(Source records)
# # # #
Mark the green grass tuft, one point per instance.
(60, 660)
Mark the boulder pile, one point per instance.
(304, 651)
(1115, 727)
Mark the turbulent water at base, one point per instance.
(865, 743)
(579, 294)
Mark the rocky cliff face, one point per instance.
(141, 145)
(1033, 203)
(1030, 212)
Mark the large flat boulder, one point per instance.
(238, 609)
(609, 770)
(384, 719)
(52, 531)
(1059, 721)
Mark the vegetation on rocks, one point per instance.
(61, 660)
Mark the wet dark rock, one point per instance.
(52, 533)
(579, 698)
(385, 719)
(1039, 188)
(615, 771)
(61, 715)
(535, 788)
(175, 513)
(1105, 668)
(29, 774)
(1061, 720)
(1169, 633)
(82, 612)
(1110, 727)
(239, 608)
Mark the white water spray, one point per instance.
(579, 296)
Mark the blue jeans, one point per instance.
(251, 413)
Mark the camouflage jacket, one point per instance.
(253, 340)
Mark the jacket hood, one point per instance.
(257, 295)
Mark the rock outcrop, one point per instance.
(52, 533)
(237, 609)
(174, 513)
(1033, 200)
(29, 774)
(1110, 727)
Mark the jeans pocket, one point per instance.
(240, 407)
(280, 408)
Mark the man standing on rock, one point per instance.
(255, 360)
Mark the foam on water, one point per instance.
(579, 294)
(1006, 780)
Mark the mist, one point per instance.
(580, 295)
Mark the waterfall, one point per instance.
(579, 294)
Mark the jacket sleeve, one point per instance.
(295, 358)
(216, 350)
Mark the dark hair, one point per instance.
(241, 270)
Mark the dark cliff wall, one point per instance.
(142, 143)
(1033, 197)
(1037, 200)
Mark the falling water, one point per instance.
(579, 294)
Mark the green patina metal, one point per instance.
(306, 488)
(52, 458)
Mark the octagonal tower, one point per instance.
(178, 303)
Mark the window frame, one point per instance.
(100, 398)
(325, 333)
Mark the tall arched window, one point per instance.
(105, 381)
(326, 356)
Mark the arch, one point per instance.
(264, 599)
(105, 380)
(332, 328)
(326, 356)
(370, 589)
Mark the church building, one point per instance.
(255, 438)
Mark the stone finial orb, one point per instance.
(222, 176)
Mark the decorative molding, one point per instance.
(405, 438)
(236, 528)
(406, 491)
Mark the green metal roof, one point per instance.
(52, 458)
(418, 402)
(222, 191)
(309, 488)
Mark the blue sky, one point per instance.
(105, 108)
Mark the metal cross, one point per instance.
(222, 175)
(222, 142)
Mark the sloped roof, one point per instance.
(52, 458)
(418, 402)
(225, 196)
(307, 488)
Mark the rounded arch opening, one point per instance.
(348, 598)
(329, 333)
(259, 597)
# # # #
Rewrite every one of the entries, substituting "a single point for each instance" for each occurrence of "one point per instance" and keeping everything else as it is.

Mark the green grass tuft, a single point for each instance.
(60, 660)
Mark the boulder pile, a single point for each instance.
(304, 651)
(1115, 727)
Mark the turbulent water at base, a single point for each instance.
(865, 743)
(579, 294)
Mark the rocky cliff face, a single point for each instance.
(141, 145)
(1033, 203)
(1030, 212)
Mark the large flat boulder, a single point for each instance.
(238, 609)
(609, 770)
(384, 719)
(52, 531)
(1059, 721)
Mark the vegetation on rocks, a single point for each instance.
(61, 660)
Mark the wet dark rock, a single point for each instance.
(52, 533)
(579, 698)
(385, 719)
(1039, 188)
(615, 771)
(61, 715)
(535, 788)
(175, 513)
(1105, 668)
(29, 774)
(1061, 720)
(1169, 633)
(82, 612)
(1110, 727)
(239, 608)
Mark the white water spray, a single point for each instance.
(579, 296)
Mark the blue jeans, a single point for each instance.
(251, 413)
Mark the camouflage jacket, a single point for each instance.
(253, 340)
Mark the jacket hood, a single point for each instance.
(257, 295)
Mark the rock outcrop, a single point for each instance.
(52, 533)
(237, 609)
(174, 513)
(1033, 200)
(29, 774)
(1110, 727)
Mark the jeans pocket, a single point for each instance.
(240, 407)
(280, 408)
Mark the man standing on rock, a single point for each instance.
(255, 360)
Mark the foam on water, a single point for each instance.
(579, 294)
(1006, 780)
Mark the mist, a single point for each instance.
(580, 295)
Mark the waterfall, a single point for each instance.
(579, 294)
Mark the jacket sleeve, a single point for each instance.
(295, 358)
(216, 350)
Mark the dark hair, a single point for each instance.
(241, 270)
Mark the dark cliff wall, a single point for each instance.
(142, 143)
(1033, 197)
(1037, 200)
Mark the falling water, a single point for each instance.
(579, 294)
Mark the green patina metal, a single point for each instance.
(306, 488)
(52, 458)
Mark the octagonal tower, a single point for each instance.
(178, 303)
Mark the window frame, a single point for each instance.
(100, 398)
(325, 333)
Mark the tall arched window, a single point for each instance.
(105, 381)
(326, 356)
Mark the arch, a single point for each instance.
(264, 599)
(105, 380)
(332, 328)
(326, 356)
(370, 589)
Mark the church building, a single point for each instance.
(255, 438)
Mark the stone finial orb, a single point for each instance.
(222, 176)
Mark the decorative molding, a single point for each instance.
(405, 438)
(236, 528)
(406, 491)
Mark the green metal roof, a single point for each instance.
(52, 458)
(418, 402)
(222, 191)
(309, 488)
Mark the blue sky, a single point for each instance.
(105, 108)
Mark the metal cross, a single point for each instance.
(222, 175)
(222, 142)
Mark the sloped roof, a single point for each instance.
(52, 458)
(418, 402)
(225, 196)
(307, 488)
Mark the rounded arch opening, a single point for each instance.
(348, 598)
(329, 333)
(259, 597)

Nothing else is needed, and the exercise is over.